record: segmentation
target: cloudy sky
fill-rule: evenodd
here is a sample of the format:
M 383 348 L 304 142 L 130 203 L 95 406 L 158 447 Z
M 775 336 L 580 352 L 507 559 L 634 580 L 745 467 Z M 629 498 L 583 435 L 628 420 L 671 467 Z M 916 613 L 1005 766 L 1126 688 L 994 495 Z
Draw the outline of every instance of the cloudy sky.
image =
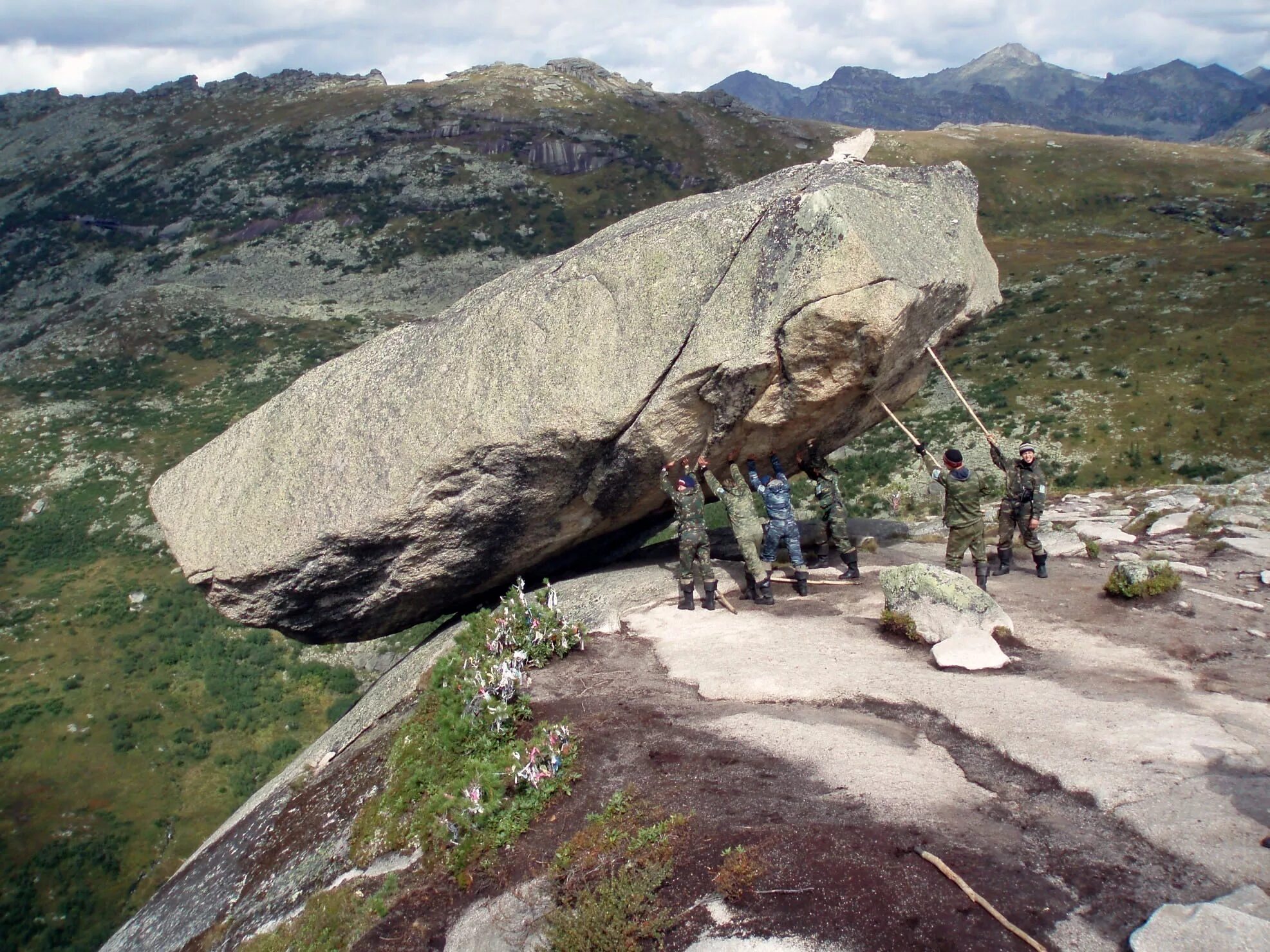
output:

•••

_Task to complete_
Print every line of the items above word for word, but leave out the pictures.

_Answer to this task_
record: segmentation
target: cloudy sky
fill-rule: evenodd
here is a sample of the format:
M 383 348 L 304 142 L 130 203 L 95 406 L 158 447 Z
M 775 336 L 580 352 L 507 559 L 634 580 L 745 467 Z M 629 498 L 583 435 L 628 420 L 671 467 Z M 916 613 L 1005 766 L 1126 688 L 994 495 Z
Draw the outline of every instance of the cloudy sky.
image =
output:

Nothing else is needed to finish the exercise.